Text segment: Begin
Step 7: Save, Update Statuses, Hand Off
-
Run the quality gate below, then write .claude/sdd/features/DESIGN_{FEATURE_NAME}.md following the template.
-
Update the DEFINE document — mandatory. Per the status transitions in WORKFLOW_CONTRACTS.yaml, when the design phase completes:
| File | Field | Value |
|---|
DEFINE_{FEATURE}.md | Status | ✅ Complete (Designed) |
DEFINE_{FEATURE}.md | Next Step | /build |
Skipping this leaves a stale "Ready for Design" status behind.
-
Hand off: suggest /build .claude/sdd/features/DESIGN_{FEATURE_NAME}.md as the next step.
Pipeline Architecture (Data Engineering Context)
When the DEFINE contains data engineering context — sources, volumes, freshness SLAs, schema contracts — the DESIGN must also include pipeline-specific sections:
- Detect the DE context in the DEFINE
- Load KB patterns from the
airflow, streaming, data-modeling, and dbt domains
- Fill the template's "Pipeline Architecture (if applicable)" sections: DAG diagram, partition strategy, incremental strategy, schema evolution plan, data quality gates
The section shapes (tables and diagram formats) are defined in DESIGN_TEMPLATE.md — follow them, do not invent variants.
Quality Gate
Every item must pass before the phase is declared complete:
PRE-FLIGHT CHECK
├─ [ ] KB patterns loaded from DEFINE's domains
├─ [ ] ASCII architecture diagram created and clear
├─ [ ] At least one decision with full rationale (inline ADR)
├─ [ ] Complete file manifest (all files listed)
├─ [ ] Agent assigned to each file (or marked general)
├─ [ ] Code patterns are syntactically correct and copy-paste ready
├─ [ ] Testing strategy covers acceptance tests
├─ [ ] No shared dependencies across deployable units
├─ [ ] No circular dependencies in the architecture
└─ [ ] DEFINE status updated to "✅ Complete (Designed)"
Text segment: End
Extracted records: Begin
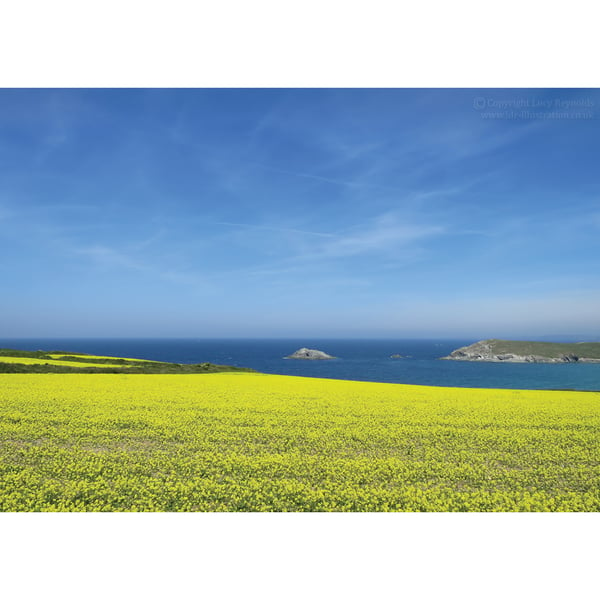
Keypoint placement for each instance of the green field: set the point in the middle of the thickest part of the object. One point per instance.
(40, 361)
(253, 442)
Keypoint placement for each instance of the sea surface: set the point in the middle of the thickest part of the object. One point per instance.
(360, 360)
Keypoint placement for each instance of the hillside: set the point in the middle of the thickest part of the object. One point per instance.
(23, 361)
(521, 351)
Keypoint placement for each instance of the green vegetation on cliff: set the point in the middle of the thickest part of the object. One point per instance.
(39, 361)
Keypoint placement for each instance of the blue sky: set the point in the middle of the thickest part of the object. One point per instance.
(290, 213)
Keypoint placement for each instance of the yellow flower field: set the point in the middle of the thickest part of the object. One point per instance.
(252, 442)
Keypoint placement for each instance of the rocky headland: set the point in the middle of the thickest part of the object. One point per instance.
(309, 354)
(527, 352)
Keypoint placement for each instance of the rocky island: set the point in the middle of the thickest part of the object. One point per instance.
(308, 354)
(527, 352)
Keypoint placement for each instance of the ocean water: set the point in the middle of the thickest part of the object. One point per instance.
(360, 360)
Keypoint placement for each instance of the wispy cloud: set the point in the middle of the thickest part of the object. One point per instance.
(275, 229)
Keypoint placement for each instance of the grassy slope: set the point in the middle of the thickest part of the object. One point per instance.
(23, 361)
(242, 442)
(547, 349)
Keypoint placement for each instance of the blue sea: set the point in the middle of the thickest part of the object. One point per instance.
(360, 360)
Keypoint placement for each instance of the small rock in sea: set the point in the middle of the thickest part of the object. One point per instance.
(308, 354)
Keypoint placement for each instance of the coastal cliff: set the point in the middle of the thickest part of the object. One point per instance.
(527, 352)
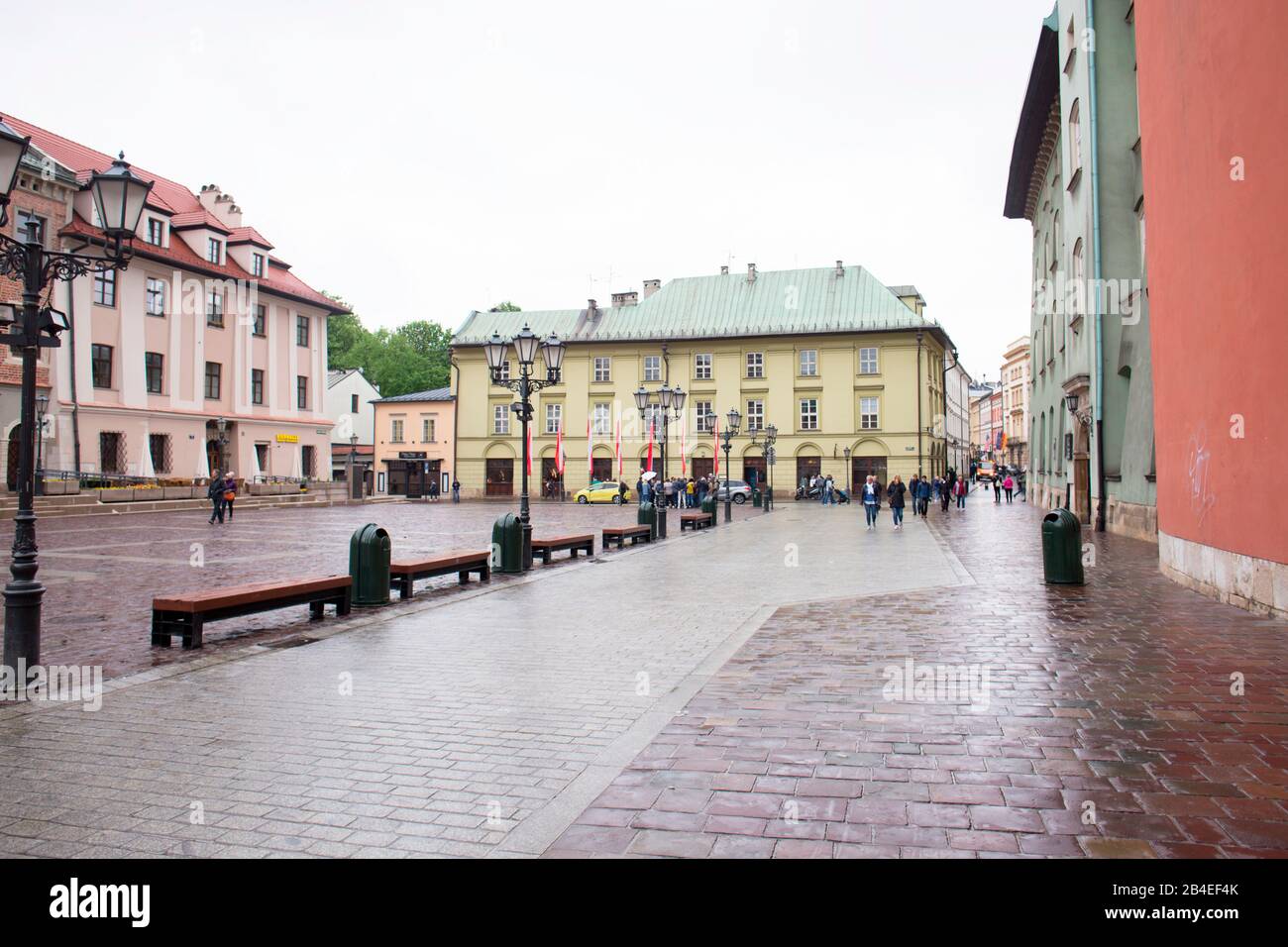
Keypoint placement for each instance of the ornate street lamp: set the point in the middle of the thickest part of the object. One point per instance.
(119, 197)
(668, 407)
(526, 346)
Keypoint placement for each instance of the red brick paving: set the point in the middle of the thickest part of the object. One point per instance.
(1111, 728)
Extracted records: End
Extracted records: Begin
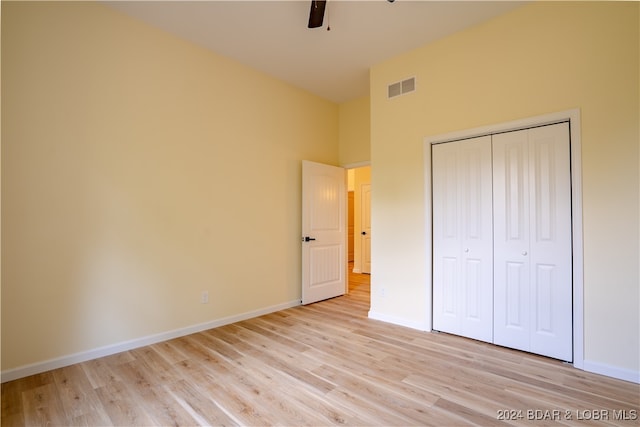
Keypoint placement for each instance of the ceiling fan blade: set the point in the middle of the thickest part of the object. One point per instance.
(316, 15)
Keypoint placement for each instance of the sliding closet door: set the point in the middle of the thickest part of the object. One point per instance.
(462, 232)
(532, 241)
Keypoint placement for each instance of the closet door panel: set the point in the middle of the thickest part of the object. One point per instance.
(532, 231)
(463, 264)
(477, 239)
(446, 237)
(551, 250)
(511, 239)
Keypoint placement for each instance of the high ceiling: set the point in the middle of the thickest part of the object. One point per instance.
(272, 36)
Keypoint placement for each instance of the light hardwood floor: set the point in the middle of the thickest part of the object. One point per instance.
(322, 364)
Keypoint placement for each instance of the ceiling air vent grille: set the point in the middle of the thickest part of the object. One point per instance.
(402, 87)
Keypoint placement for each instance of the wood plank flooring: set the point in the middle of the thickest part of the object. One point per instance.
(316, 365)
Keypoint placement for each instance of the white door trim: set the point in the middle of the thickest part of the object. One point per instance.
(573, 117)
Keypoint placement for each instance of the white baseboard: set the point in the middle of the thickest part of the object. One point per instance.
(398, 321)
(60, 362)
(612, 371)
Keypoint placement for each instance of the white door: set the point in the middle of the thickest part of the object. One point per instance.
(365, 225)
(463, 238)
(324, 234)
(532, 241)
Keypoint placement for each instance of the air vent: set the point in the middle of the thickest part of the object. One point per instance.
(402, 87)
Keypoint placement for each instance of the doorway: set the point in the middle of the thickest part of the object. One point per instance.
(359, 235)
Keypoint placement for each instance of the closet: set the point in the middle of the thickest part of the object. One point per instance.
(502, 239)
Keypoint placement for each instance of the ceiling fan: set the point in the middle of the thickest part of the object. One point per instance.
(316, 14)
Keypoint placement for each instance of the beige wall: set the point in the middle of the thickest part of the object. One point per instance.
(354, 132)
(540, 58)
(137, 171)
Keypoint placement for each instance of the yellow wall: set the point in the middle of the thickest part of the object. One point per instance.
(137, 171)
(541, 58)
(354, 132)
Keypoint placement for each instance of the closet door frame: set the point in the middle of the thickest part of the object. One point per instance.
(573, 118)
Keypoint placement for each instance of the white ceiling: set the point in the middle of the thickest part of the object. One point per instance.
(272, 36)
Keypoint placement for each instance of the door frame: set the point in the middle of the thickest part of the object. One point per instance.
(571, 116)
Extracted records: End
Action item A - Write out the passage of the design-phase instructions above between "Pipeline Architecture (Data" and "not invent variants.", inclusive.
Action item B - Extend the design-phase instructions above, starting after their last sentence.

Exercise answer A -
Pipeline Architecture (Data Engineering Context)
When the DEFINE contains data engineering context — sources, volumes, freshness SLAs, schema contracts — the DESIGN must also include pipeline-specific sections:
- Detect the DE context in the DEFINE
- Load KB patterns from the
airflow, streaming, data-modeling, and dbt domains
- Fill the template's "Pipeline Architecture (if applicable)" sections: DAG diagram, partition strategy, incremental strategy, schema evolution plan, data quality gates
The section shapes (tables and diagram formats) are defined in DESIGN_TEMPLATE.md — follow them, do not invent variants.

Exercise answer B -
Contract Gate
Before handing off to /build, validate the document just written against this phase's contract — artifact DESIGN_{FEATURE_NAME}.md, phase design:
tools/spec-linter/spec-lint .claude/sdd/features/DESIGN_{FEATURE_NAME}.md --phase design \
--contracts-file .claude/sdd/architecture/WORKFLOW_CONTRACTS.yaml
Run it as tools/spec-linter/USAGE.md documents, and act on the verdict exactly as defined there. The exit-code contract and verdict semantics are owned by that document and by the contract_enforcement block (exit_code_contract, verdict_semantics) of .claude/sdd/architecture/WORKFLOW_CONTRACTS.yaml — which is also where this phase's binding is declared. Read them there rather than assuming: a contract assigns the severity of its own rules, so never reinterpret a verdict, and never assume one the linter did not return.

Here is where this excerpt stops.